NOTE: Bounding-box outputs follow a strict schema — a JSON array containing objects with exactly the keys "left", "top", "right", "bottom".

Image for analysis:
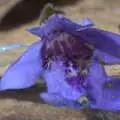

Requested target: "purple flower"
[{"left": 1, "top": 14, "right": 120, "bottom": 110}]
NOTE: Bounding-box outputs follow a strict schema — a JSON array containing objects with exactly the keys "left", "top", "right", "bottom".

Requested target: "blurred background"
[
  {"left": 0, "top": 0, "right": 120, "bottom": 72},
  {"left": 0, "top": 0, "right": 120, "bottom": 120}
]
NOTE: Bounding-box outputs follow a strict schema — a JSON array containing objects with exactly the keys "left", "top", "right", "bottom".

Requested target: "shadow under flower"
[
  {"left": 0, "top": 82, "right": 120, "bottom": 120},
  {"left": 0, "top": 83, "right": 47, "bottom": 103},
  {"left": 84, "top": 108, "right": 120, "bottom": 120}
]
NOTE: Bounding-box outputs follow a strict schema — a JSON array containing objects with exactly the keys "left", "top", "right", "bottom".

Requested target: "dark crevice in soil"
[{"left": 0, "top": 84, "right": 47, "bottom": 103}]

## Description of the task
Quote all the records verbatim, dropping any pictures from your copy.

## Task output
NOTE: Bounding-box outputs follow a strict schema — a JSON array containing objects with exactly the keys "left", "top", "right", "bottom".

Image for analysis:

Requested target: "purple flower"
[{"left": 1, "top": 14, "right": 120, "bottom": 110}]
NOTE: Bounding-box outputs follow a strict schema — a JSON array containing objects with exactly the keys "left", "top", "right", "bottom".

Requested target: "blurred background"
[
  {"left": 0, "top": 0, "right": 120, "bottom": 72},
  {"left": 0, "top": 0, "right": 120, "bottom": 120}
]
NOTE: Bounding-box outputs follow a strict schema — a JSON array containing objects with exactly the keys "left", "top", "right", "bottom".

Requested target: "shadow under flower"
[
  {"left": 0, "top": 82, "right": 120, "bottom": 120},
  {"left": 0, "top": 83, "right": 47, "bottom": 103},
  {"left": 84, "top": 108, "right": 120, "bottom": 120}
]
NOTE: Bounding-box outputs follow a strict schema — a JSON array containing objects with exactly the keys "left", "top", "right", "bottom".

Requested target: "dark crevice in soil"
[{"left": 0, "top": 84, "right": 47, "bottom": 103}]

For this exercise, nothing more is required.